**Your instructions**
The full set of entries below needs to be written out exactly.

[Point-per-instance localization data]
((

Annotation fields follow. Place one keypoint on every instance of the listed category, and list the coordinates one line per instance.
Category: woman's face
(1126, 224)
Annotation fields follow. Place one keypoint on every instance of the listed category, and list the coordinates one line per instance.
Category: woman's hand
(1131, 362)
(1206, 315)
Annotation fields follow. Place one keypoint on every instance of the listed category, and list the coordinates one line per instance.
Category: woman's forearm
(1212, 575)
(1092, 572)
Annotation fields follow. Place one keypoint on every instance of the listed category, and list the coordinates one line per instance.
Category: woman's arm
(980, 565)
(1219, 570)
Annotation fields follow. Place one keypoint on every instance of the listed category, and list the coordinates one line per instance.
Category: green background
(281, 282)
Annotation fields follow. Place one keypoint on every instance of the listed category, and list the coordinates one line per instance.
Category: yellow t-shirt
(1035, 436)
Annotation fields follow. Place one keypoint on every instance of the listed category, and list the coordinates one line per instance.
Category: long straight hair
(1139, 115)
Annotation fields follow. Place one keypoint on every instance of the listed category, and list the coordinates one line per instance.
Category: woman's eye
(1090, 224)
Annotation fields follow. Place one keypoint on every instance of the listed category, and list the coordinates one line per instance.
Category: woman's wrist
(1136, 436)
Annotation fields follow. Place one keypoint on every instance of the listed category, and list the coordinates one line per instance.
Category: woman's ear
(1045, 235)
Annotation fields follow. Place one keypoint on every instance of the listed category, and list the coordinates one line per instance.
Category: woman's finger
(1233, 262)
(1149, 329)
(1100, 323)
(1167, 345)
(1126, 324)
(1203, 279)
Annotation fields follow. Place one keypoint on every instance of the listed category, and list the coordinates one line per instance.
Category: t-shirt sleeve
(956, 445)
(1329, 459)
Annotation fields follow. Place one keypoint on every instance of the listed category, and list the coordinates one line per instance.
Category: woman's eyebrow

))

**Solution to this exercise**
Annotation fields follow. Place one keypoint on every instance of the listed category, and list the coordinates one line per instance.
Category: woman's face
(1126, 224)
Annotation fields follow. Place one keypoint on every instance of the listed category, and list the coordinates one line per instance.
Category: woman's hand
(1131, 362)
(1206, 315)
Annotation fields follow. Place one keypoint on every instance of the listed category, and list the coordinates one line per instance.
Category: woman's forearm
(1212, 575)
(1092, 572)
Annotation fields follow. Place one keypoint on every instance of the listed category, and list the coordinates one line per instance.
Category: woman's arm
(980, 565)
(1219, 570)
Annotation fields follow. Place one keypoint on every instance of the listed category, and list the coordinates one line per instance.
Category: green background
(281, 282)
Annotation fields follow. Place one keypoint on every instance of the listed category, and list the coordinates one line per instance.
Category: yellow t-shirt
(1035, 436)
Annotation fields follow. Place one keypoint on every instance of the listed category, and list the coordinates one line per instance.
Category: long straight hair
(1139, 115)
Annotation fields follow. Place one keypoint on every instance of the listed category, and list the coordinates one line per instance.
Category: woman's eye
(1090, 224)
Annotation fields follow. Place one keypoint on every instance of the listed category, and list the coordinates one line per instance.
Category: woman's wrist
(1136, 436)
Annotation fields follow. Place one keypoint on every instance of the listed category, and list the coordinates one line per instance.
Category: woman's ear
(1045, 235)
Annotation fields follow. Place one keypoint on every instance of the listed category, and list the coordinates one line per instance.
Category: woman's finger
(1233, 262)
(1149, 329)
(1100, 323)
(1167, 345)
(1126, 324)
(1203, 279)
Annotation fields follow. Place one keypoint on every instance of the listed category, and list the coordinates one line per instance.
Category: t-shirt sleeve
(956, 445)
(1329, 459)
Annotation fields follow. Place one keypoint on every instance of the listed category, and list the coordinates one line per instance.
Category: woman's eyebrow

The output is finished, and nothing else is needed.